DIRECTION ->
Switch every "disc" in the listing below to "circle" and give all the lines back with nothing else changed. Leave the pictures out.
— Start of PROVIDED DATA —
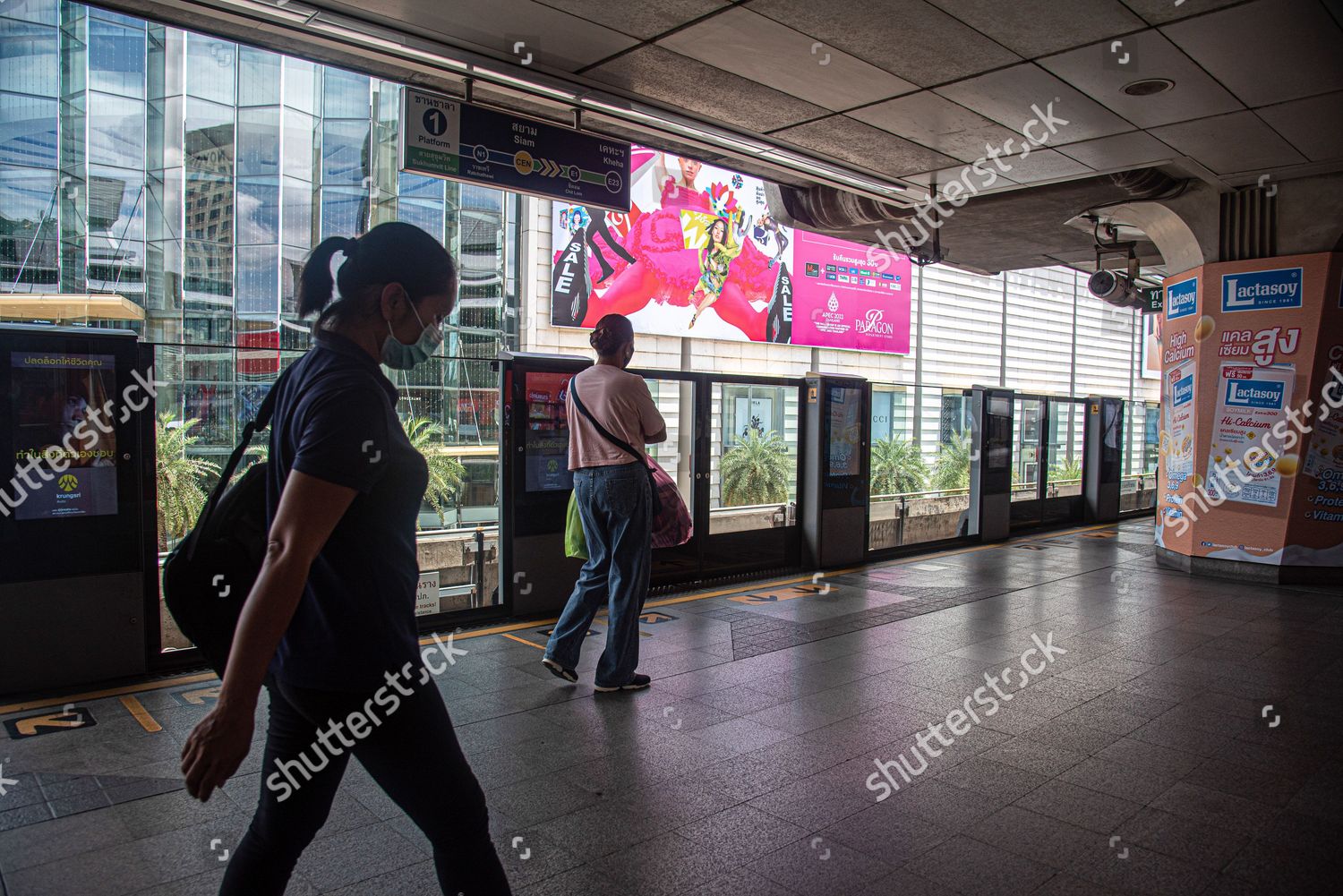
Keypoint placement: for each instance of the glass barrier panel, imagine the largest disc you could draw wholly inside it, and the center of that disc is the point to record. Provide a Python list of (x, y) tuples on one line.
[(676, 402), (1064, 448), (754, 464)]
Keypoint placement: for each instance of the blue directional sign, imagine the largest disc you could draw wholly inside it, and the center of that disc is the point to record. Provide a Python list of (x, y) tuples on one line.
[(445, 137)]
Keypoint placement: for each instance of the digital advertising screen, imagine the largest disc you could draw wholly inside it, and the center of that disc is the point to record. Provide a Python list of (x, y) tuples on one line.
[(698, 255), (61, 449), (548, 432), (845, 442)]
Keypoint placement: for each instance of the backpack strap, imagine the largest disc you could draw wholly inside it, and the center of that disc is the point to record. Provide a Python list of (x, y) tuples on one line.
[(620, 443), (260, 422)]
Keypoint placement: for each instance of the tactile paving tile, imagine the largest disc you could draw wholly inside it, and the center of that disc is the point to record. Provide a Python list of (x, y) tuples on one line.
[(754, 633)]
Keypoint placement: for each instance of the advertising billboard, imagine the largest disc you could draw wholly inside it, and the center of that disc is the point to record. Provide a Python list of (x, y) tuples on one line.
[(698, 254), (54, 397)]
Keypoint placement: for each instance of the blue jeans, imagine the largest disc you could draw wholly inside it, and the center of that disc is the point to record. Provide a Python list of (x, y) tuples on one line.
[(615, 506)]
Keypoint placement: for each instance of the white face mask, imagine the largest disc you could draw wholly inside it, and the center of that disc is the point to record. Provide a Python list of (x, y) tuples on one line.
[(399, 356)]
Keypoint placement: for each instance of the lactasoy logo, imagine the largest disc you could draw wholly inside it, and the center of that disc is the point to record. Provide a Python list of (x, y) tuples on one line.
[(1264, 289), (1182, 298), (1253, 394)]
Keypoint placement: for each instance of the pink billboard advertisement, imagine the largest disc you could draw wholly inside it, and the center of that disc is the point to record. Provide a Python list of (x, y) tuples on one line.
[(698, 255), (841, 300)]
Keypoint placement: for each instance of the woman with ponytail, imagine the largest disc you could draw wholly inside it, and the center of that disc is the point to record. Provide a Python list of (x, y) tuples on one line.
[(329, 625)]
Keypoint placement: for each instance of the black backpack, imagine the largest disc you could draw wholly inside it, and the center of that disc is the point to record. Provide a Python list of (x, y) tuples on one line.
[(210, 574)]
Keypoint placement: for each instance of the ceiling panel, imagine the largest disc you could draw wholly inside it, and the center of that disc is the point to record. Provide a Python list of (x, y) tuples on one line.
— End of PROVIDED DATA —
OUTPUT BELOW ->
Keypoint placement: for each instance of the glass barrier panel, imagine the largest circle you could draw wholly inside it, and the center of that circle is the point to record. Provide a Python list of (x, y) tuples on one line.
[(676, 402), (1064, 448), (754, 464)]
Keypoint placement: for each instance of the blue directional sign, imagine the largest circle you could draw wholly inside it, and the center of that circle is the point to record. Provide a Python list of (x, y) tuples on one line.
[(445, 137)]
Keypoint placement: for each instance of the digital advertising screen, imagine the largest circle you could draw wholly inside it, and the center of that circle is the point to record. Provide a Python list of (x, y) tuples on one line.
[(698, 255), (61, 449), (548, 432), (845, 442)]
Keypoint placement: for each instance of the backpack strap, imagine the largest circle you could draw wholly inside it, and the center of that circle is the point to record. Provide a Python list of (x, y) tuples on one line.
[(620, 443), (260, 422)]
Keypoint placement: for each instance of the tactile paving tile, imagine the largest circle you could draw wholly inside it, and the center of that circle is the point to record. Provide a Python list of (x, y) tuples on one line.
[(754, 633)]
Keypoint placement: for each instance of the advertising billboard, imagine the largest circle you could draw wholly inside it, and the center of that circle is the point to record. Provide a Python list of (x, y) tuples on one line.
[(698, 254), (54, 397)]
Keypoint placement: for each instance of the blue jeans, imagine the largest circle you could draw wholly inside it, and the center of that circle is the point to record. Provide a Python list of (x, y) tuples on one line.
[(615, 506)]
Keypoint placement: for each instance of the white face mask, imagine the largest circle you could draw wholly inside it, and the center of that circle is the point to record. Provide a Python list of (x, y) tuples on one line.
[(399, 356)]
Keypoint placement: for each instance of the lactasoy logo, imagine the largest circle you could draw wholly inside it, and the center of that circle is the point to record. Provide a Python list of (x, y) tuples on one line.
[(1264, 289), (1182, 298), (1253, 394)]
Keypoint placement: for each instance of the pink billboard advertisement, imagine the largest circle you could draw wholly inside it, and the center of that circle is the point to record. Provide a Python list of (x, y) tuples on one line.
[(698, 255), (841, 300)]
Keypoint placement: for each instance of the woman with ponytail, imagine the largest circle you could draw wholly inside it, and the center of that circle is the point to record. Provide a Python list of (x, y) tuples on one line.
[(329, 625)]
Keypoint placement: for each instance of the black backpack, imagine the largest circle you could draw wholly inside it, and the center of that circle is the point to record. Provide a Python list of (x, y) tuples on one line.
[(210, 574)]
Keypoint placement: for each instance of the ceiling panel, imagine the largest circle you could draw wholly inside it, and the center of that circle is the point to record. Provide a Python list of (x, y) tuples on one line.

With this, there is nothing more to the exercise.